EXERCISE TEXT
----------------

I no longer have to go to college but I still need to present my physics, mathematics and biology exams(11 in total), this will be followed by a trip to canada with a friend and then Uni. I'm not too worried about the exams but it's slowly coming to me that there is going to be a massive jump in how independent I am and what is expected of me. The uni won't be so far that I wont be able to visit my family sometimes but its quiet a few hours away meaning I'm basically left to fend by myself.

At this point you must be thinking that I am worried about the change but thats not really true. The question to the first line in this paragraph is perhaps "how should I be feeling?" and not "how do I really feel?", the correct word to sum up my feelings is anticipation. You see I come from a family of latinos, some latino families are very big and mine is no exception. There are 7 uncles/aunts just on my father side of the family, this meant that as a kid I went to the universities to see them graduate. The massive fields(made bigger because I was small at the time) and academic air to the uni left me with a deep love for them which has manifested itself over the last 4 years as uncontrollable desire to go to uni.

----------------

DATA TO EXAMINE
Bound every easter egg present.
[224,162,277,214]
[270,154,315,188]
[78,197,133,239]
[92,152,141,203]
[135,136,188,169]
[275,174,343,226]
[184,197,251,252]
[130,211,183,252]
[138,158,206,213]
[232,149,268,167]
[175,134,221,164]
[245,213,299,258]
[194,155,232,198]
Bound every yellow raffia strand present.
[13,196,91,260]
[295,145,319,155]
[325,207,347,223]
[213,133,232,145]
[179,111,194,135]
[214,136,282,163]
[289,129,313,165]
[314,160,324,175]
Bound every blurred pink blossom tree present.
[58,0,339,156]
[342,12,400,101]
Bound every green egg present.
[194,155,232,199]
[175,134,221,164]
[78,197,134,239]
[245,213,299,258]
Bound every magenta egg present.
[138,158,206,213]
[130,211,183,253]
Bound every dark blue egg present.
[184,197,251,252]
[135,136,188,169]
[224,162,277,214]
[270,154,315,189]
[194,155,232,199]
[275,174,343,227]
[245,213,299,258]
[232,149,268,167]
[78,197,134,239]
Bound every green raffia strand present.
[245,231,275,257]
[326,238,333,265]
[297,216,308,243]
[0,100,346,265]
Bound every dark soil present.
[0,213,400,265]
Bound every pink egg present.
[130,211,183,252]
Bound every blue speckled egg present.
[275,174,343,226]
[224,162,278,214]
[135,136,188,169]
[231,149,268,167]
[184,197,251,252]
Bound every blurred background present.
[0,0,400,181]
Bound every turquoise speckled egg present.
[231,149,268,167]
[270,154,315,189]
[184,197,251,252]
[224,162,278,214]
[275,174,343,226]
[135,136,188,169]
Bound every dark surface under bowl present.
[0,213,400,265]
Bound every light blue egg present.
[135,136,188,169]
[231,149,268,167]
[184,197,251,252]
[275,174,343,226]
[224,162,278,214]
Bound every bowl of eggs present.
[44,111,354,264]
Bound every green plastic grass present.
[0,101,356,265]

----------------

LIST OF TASKS
a – According to the post about going to university, how many exams does the writer still have to present?
b – From the post about going to university, quote the part between "I no longer" and "fend by myself.", inclusive.
c – Write what comes next in the post about going to university, starting right after its last sentence.

ANSWERS FOR THE TASKS
a – Eleven exams, in physics, mathematics and biology.

b –
I no longer have to go to college but I still need to present my physics, mathematics and biology exams(11 in total), this will be followed by a trip to canada with a friend and then Uni. I'm not too worried about the exams but it's slowly coming to me that there is going to be a massive jump in how independent I am and what is expected of me. The uni won't be so far that I wont be able to visit my family sometimes but its quiet a few hours away meaning I'm basically left to fend by myself.

c –
What I do notice is that the philosophies on what my life, growth, success and failure have been changing and might end up becoming radically different in the next few years. Since I figured that most people go through a similar stage at one point or another, I want to ask about your experiences. What was It, what changed(you), what influenced you as you were going through it(ie finding a religion) and most of all If you feel that the person after thought completely different from the person before(if so, why?)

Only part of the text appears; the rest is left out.